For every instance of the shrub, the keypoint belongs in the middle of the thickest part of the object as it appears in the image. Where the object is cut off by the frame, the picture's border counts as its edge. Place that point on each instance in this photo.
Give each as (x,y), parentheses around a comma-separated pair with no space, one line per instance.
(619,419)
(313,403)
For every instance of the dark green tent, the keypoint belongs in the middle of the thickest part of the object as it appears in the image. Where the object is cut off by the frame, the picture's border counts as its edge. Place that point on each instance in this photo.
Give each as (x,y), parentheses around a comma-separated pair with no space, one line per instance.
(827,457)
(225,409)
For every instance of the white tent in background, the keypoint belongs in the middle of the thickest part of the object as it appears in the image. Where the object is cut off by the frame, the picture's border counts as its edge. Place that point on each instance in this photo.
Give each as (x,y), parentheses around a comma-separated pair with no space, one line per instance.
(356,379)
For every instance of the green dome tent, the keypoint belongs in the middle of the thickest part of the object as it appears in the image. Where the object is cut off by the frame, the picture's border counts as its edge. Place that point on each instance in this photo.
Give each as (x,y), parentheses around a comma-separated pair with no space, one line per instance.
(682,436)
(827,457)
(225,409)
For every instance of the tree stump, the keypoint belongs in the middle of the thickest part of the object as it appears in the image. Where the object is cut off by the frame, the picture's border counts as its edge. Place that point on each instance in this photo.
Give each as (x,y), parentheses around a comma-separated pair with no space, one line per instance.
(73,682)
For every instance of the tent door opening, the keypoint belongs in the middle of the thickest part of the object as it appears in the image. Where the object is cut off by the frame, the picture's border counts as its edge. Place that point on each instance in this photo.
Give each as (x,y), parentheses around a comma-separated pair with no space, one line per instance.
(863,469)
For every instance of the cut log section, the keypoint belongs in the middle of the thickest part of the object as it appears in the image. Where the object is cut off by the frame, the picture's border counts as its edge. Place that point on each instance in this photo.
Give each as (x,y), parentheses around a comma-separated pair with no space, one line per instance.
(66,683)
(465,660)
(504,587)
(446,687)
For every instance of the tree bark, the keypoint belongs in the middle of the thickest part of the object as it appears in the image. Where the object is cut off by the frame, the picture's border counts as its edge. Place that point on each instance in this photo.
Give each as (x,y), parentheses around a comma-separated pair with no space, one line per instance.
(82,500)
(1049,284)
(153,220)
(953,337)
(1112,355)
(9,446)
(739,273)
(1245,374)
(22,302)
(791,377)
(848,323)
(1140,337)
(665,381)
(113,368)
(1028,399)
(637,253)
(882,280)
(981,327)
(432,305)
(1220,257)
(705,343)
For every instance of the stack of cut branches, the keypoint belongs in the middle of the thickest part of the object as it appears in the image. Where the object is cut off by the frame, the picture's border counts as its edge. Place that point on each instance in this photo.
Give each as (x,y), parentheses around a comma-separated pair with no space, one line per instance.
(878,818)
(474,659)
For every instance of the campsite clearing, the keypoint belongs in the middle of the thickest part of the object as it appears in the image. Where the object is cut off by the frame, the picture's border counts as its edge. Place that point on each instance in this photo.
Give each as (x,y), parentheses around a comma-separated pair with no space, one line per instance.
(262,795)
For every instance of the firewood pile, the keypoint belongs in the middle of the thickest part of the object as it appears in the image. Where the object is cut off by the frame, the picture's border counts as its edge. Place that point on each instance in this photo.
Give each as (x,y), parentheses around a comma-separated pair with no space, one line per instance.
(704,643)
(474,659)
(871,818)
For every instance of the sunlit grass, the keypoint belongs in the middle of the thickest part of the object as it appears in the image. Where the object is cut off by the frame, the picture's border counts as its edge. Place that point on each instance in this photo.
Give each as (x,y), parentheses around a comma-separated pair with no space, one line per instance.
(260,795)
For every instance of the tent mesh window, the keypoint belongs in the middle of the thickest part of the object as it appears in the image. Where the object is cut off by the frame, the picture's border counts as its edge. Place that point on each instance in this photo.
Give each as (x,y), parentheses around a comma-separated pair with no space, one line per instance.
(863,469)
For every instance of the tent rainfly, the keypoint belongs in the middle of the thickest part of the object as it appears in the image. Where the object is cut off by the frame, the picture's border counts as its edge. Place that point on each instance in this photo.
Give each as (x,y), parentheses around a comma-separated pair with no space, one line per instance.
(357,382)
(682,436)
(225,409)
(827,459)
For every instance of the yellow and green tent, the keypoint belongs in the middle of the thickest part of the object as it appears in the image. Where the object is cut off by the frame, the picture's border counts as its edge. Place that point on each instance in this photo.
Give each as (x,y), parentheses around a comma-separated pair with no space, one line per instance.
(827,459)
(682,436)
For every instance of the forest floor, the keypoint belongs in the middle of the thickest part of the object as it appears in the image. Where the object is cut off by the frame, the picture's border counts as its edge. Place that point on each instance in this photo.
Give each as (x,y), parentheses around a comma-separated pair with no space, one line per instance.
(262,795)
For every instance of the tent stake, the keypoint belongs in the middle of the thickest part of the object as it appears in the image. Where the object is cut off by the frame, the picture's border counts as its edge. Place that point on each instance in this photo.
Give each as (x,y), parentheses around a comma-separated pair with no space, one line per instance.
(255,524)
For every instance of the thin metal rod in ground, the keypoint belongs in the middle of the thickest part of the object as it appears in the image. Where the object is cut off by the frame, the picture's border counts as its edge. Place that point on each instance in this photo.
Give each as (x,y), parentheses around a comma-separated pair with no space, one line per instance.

- - -

Assignment> Transcribe the listing so that each line matches exactly.

Solution to this task>
For every instance of the shrub, the keypoint belongs in the middle of the thickest part of the object as it appears in the image. Where the object is cut off by the frame, the picture's border counts as its edge. Place that point on each instance in this photo.
Give each as (x,y), parentheses around a comma-separated pair with no space, one line per instance.
(619,419)
(313,403)
For every instance of the dark green tent, the keypoint belongs in the middle of the thickest part of the object as it appears in the image. Where the object is cut off by the frame, the picture's border counts as its edge. Place that point on each instance in this photo.
Give each as (x,y), parentheses around a comma-separated pair with no space, one line per instance.
(827,457)
(225,409)
For every instance of the white tent in background, the keypoint belongs in the middle of the thickest part of the object as it appears in the image. Where the object is cut off by the frame, the picture's border counts as its edge. Place that point on each instance in this photo.
Give each as (x,y), parentheses around a comma-separated pair with no space, one line per instance.
(356,379)
For every instance of the green dome tent, the keypoint belongs in the middle of the thickest part of the object as it appears in the image. Where the object is cut off by the frame, the picture's border counts as its edge. Place that point on each instance in this photo.
Give each as (x,y), parentheses around a comma-separated pair with no space, one line per instance.
(682,436)
(827,457)
(225,409)
For every instance of the tree stump, the keypoint belongs in the middle of the thickest part of the object as it appears in the image. Where the object is cut off by the frame, the picture's border counts as its edge. Place that point on each instance in this photo.
Give each as (x,y), parentheses around a comma-separated pair with no space, one line per instance.
(73,682)
For every instance of the tent door opening, the keypoint belongs in the middle of the thickest part of the object as it appears in the image. Where the object is cut off by the frame, the picture's border counts as its edge. Place that point on each instance in this photo.
Give each as (x,y), parentheses around a comma-separated pair with no space, one line per instance.
(863,469)
For every instance of the cut log section, the keypoint belongs in the middle of the thickest part of the object as it appears in the image. Where the object is cut off by the frame, the picture's border counts as its edge. Place that point on each instance in this photo.
Give each as (x,y), parentheses around a comma-separated pair with no space, one line per instance.
(66,683)
(465,660)
(504,587)
(446,687)
For every instance of the tree bark, the keypoint belongs in the middle of the thickest part of the object as it appears in the image. Where the object is cut off by the frame, the picture's border counts as its edge. Place that point on each instance in this photo.
Give each as (x,y), parentheses around a comma-separated pair with no space, one line per instance.
(82,500)
(1049,284)
(153,220)
(953,337)
(1112,355)
(9,446)
(739,273)
(1245,374)
(22,302)
(791,377)
(848,323)
(1140,337)
(665,381)
(113,368)
(1028,399)
(637,253)
(882,280)
(981,327)
(432,305)
(1220,257)
(705,343)
For every instance of the stack of cut branches, the keypoint belongs in the middle of the thickest part of the object as it appears in the image. Where the object is cut off by the frame, the picture's border counts as its edge. Place that point on each instance in this photo.
Give each as (x,y), parentheses around a comma-separated pair with no space, one line per instance.
(878,818)
(474,659)
For every instance of the campsite clearing, the keypoint belongs in the middle of the thickest part of the object as it appears in the image. Where the object is cut off by the frame, the picture's border counts as its edge. Place that point on each instance in this photo.
Give each as (x,y), parentheses around a comma-separated pair with no space, one line per instance.
(262,795)
For every instance of the firewood pile, the keypoint belongs in the middle of the thickest part of the object as it appears in the image. Where the object is cut off by the frame, the picture's border counts as its edge. Place that point on each instance in this photo.
Give each as (x,y), parentheses around a comma-separated pair with no space, one line per instance.
(704,643)
(474,659)
(871,818)
For every instance of the sunlit grass, the keypoint belongs in the middle of the thickest part of the object as it appears in the image. Where the object is cut off by the frame, the picture's border counts as its edge. Place that point on each instance in this photo.
Give each as (x,y), parentheses around a comma-separated pair with no space, one line per instance.
(260,795)
For every instance of the tent mesh window, the keypoint belongs in the middle of the thickest part of the object as it appears in the image. Where the object is cut off by the frame, the picture's border counts as its edge. Place that point on each instance in this photo.
Give each as (x,y), parentheses around a comma-separated pair with no space, one line per instance.
(863,469)
For every instance of the tent rainfly, the keypoint belongs in the middle of the thickest part of the object as it appears in the image. Where the object is cut off by the frame, the picture's border counts as its edge. Place that point on each instance in this photo.
Give each as (x,y), parentheses around a comma-separated pair with no space, one line per instance.
(357,382)
(682,436)
(225,409)
(827,459)
For every instance of the yellow and green tent, the keypoint belongs in the middle of the thickest part of the object as it appears in the image. Where the object is cut off by the frame, the picture's border counts as its edge. Place that point on each instance in this photo.
Give each as (x,y), parentheses around a comma-separated pair with no space, one line per instance.
(827,459)
(682,436)
For every instance of the forest floor, the keypoint belongs in the middle of the thickest part of the object as it appears in the image. Where the object is cut off by the frame, the picture's border counts as its edge. Place that point on each instance in this photo.
Give each as (x,y), parentheses around a comma-separated pair with no space, one line per instance.
(262,795)
For every instance of the tent stake, the keypoint belongs in the middle of the thickest part of the object as it appears in the image. Where the object is cut off by the frame, the picture's border counts as its edge. Place that point on each instance in this photo.
Give each as (x,y), parentheses around a comma-separated pair with no space, one line per instance.
(255,524)
For every instance of the thin metal rod in ground, the keypoint belongs in the middle of the thickest part of the object as it appears in the image. Where the object is cut off by the frame, the picture's border counts as its edge. Place that point on each instance in this photo.
Give each as (x,y), parentheses around a comma-separated pair with no space, one line per instance.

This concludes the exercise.